Datenbestand:
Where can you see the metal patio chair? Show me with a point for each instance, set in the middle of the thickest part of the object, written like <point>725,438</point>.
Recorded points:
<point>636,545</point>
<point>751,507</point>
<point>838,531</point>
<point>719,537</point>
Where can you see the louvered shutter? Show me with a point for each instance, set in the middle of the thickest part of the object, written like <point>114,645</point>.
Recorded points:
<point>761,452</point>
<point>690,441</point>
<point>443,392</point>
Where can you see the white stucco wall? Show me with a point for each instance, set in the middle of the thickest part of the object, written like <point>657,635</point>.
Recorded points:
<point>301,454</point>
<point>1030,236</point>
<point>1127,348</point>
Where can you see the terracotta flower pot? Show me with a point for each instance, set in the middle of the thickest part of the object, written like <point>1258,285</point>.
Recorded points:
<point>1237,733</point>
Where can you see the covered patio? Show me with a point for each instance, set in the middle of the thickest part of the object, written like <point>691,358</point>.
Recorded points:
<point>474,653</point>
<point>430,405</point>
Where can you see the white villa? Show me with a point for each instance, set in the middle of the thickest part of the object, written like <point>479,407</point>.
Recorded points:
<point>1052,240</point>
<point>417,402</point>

Arbeitsanweisung: Stelle alle Einträge oben als zweispaltige CSV mit den Spalten „Auftrag“ und „Antwort“ dar. Jeder Eintrag bekommt eine Zeile, jedes Feld steht in Anführungszeichen und Zeilenumbrüche werden zu Leerzeichen.

Ergebnis der Aufgabe:
Auftrag,Antwort
"Where can you see the metal patio chair? Show me with a point for each instance, set in the middle of the thickest part of the object, written like <point>725,438</point>. Recorded points:","<point>636,545</point> <point>751,507</point> <point>838,531</point> <point>719,537</point>"
"Where can you see the louvered shutter? Show me with a point for each instance, set in the middle of the thickest part of the object, written like <point>114,645</point>. Recorded points:","<point>761,452</point> <point>690,441</point> <point>443,392</point>"
"Where can you see the white stucco wall? Show me with a point for each instance, set in the middle of the thickest part of the object, written like <point>657,635</point>. Recorded points:","<point>301,454</point> <point>1030,236</point> <point>1127,348</point>"
"Where can you see the terracotta flower pot? Show me with a point for each instance, set in the middle of the thickest part of the object, written like <point>1258,285</point>. Recorded points:","<point>1237,733</point>"
"Where can you see the covered patio? Show me with a point for each instance, set in the middle of the thickest part of the object, written like <point>691,358</point>. Recorded points:","<point>474,653</point> <point>430,405</point>"
"Where can you see the white villa? Show me with a point for each instance, set in the middle of the thickest part of the object, written like <point>479,407</point>. Recorded points:","<point>1052,240</point> <point>417,402</point>"